:: Tasks to complete ::
**1.** Summarize the article on President Obama's deficit commission in two sentences.
**2.** List the state services that the article on the deficit commission names as lacking in the U.S.
**3.** Print the part of the article on the deficit commission that begins at the words "The wealthy financiers"; stop after "less or else.".

By Deirdre Griswold
Published Nov 17, 2010 6:09 PM
Another huge fraud is being perpetrated so the rich can get their way. Their weapon is fear. The corporate media are full of pundits explaining the government must cut the national budget or everything will collapse.
And how must it be cut? By going after Social Security and Medicare, first and foremost. In other words, squeeze the elderly and the sick.
That’s the message now coming out of the commission appointed by President Barack Obama to deal with the budget deficit. The bipartisan panel is co-chaired by Democrat Erskine Bowles, a former Clinton White House chief of staff, and Republican Alan Simpson, a former U.S. senator from Wyoming.
The commission was appointed last winter but held up its recommendations until after the election. Both Democrats and Republicans were happy with that — neither wants to shoulder the blame for what is undoubtedly the most unpopular move in years.
The wealthy financiers and business moguls in the United States who make up the ruling class have been on an offensive against the working class for many years. They’ve restructured industry, replacing workers with machines. They’ve taken their capital overseas to exploit even lower-paid workers and then demanded that workers here accept less or else.
But with all that, their capitalist system went into a downward spiral three years ago and, as far as jobs go, hasn’t recovered. Government revenues fell with the capitalist recession. The administration threw trillions of dollars at the banks and auto corporations to bail them out.
And last year the rich got their politicians at all levels of government to vote for cutting the social service budgets — so there’d be plenty of money to pay interest to the bankers on past loans and to pay the military-industrial complex for all the costly hardware used to carry out imperialist wars and invasions.
The federal government is deeply in debt and running a deficit. But why? Not because workers here get too many benefits. Given the tremendous wealth that exists in this country, the lack of good schools, health care, housing, pensions and other needed state services is scandalous. The U.S. is way behind other developed countries in these areas.
The other side of the coin — literally — is the miserably small taxes on the rich, which have been cut and cut and cut while workers’ net income has shrunk.
More money thrown at the banks, corporations and war machine. Lower taxes on the rich. Result: a big deficit. That’s a no-brainer.
But the panel doesn’t see it that way. They want to raise the retirement age of workers in this country to 69 and at the same time cut our benefits. Yes, work until you drop, that’s the message.

:: Data to examine ::
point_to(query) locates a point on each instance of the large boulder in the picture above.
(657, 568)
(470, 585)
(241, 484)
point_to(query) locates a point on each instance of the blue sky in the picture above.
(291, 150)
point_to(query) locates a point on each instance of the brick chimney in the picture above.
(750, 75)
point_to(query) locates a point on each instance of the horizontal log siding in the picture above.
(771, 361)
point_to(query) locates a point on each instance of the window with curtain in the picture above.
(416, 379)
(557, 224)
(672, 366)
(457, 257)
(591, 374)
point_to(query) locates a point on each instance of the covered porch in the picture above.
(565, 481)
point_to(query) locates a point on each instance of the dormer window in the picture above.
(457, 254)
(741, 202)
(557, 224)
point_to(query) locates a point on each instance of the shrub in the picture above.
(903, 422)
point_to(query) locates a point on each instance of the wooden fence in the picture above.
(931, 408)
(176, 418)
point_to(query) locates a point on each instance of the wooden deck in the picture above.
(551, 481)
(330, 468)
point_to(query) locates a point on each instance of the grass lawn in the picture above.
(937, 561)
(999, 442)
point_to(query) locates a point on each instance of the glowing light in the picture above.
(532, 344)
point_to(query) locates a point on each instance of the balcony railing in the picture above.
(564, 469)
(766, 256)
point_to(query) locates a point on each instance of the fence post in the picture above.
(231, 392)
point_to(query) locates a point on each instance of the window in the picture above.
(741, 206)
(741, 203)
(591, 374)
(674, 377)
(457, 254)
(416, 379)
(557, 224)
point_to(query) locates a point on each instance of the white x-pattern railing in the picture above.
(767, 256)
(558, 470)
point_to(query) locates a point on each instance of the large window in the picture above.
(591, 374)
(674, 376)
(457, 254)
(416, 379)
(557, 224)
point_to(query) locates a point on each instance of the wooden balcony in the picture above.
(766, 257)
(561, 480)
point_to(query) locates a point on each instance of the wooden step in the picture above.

:: Answer list ::
**1.** A commission on the budget deficit appointed by President Barack Obama and co-chaired by Erskine Bowles and Alan Simpson is calling for cuts aimed first at Social Security and Medicare, squeezing the elderly and the sick. The deficit comes from money thrown at the banks, corporations and the war machine and from lower taxes on the rich, not from workers' benefits, yet the panel wants to raise the retirement age to 69 and cut benefits.

**2.** Good schools, health care, housing, pensions

**3.**
The wealthy financiers and business moguls in the United States who make up the ruling class have been on an offensive against the working class for many years. They’ve restructured industry, replacing workers with machines. They’ve taken their capital overseas to exploit even lower-paid workers and then demanded that workers here accept less or else.